Try it: Return each line of the listing below that contains the word "clicks".

★ ★ ★ ★ ★

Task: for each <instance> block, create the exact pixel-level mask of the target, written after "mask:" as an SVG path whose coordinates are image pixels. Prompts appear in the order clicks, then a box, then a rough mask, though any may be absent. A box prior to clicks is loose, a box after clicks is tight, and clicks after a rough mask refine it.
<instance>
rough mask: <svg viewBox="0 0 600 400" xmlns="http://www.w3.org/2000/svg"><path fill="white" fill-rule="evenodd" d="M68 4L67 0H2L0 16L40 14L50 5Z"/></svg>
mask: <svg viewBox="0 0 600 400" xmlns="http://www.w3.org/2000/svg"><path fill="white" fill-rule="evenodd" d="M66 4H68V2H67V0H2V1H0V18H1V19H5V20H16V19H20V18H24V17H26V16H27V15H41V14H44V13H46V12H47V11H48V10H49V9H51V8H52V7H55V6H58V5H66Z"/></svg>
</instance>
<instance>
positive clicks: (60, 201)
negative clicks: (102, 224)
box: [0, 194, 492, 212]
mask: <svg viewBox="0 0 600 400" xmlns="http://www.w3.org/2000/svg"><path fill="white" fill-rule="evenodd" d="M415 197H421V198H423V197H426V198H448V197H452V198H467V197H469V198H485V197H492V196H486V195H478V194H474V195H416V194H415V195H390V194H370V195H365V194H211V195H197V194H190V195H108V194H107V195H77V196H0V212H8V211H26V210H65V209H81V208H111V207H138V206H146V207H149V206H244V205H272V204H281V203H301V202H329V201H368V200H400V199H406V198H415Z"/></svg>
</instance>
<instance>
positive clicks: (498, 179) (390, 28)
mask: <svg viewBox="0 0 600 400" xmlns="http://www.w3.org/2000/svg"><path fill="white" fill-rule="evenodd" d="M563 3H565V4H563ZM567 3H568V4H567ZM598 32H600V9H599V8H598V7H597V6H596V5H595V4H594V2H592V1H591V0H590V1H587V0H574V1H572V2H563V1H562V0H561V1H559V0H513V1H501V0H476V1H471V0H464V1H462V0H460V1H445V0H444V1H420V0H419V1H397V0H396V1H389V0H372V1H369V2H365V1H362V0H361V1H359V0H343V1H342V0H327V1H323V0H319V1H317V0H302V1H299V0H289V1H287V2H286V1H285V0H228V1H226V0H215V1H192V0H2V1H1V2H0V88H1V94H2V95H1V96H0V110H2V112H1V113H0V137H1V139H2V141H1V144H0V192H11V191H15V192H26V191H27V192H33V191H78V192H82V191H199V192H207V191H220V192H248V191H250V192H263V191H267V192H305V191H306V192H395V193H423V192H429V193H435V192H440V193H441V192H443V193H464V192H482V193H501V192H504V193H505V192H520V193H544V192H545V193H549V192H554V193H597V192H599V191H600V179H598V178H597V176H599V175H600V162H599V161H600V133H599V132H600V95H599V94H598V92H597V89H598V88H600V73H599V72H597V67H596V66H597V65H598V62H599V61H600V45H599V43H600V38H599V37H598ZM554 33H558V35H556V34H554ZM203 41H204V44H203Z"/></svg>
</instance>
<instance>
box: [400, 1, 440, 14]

★ ★ ★ ★ ★

Answer space:
Task: for each <instance> block, create the exact pixel-level mask of the target, written after "mask:" as an SVG path whose coordinates are image pixels. Prompts appear in the order clicks, then a box, then a rough mask, though any may be absent. A box prior to clicks is loose, a box after clicks is tight, and clicks after a rough mask refine it.
positive clicks: (60, 201)
negative clicks: (102, 224)
positive clicks: (498, 179) (390, 28)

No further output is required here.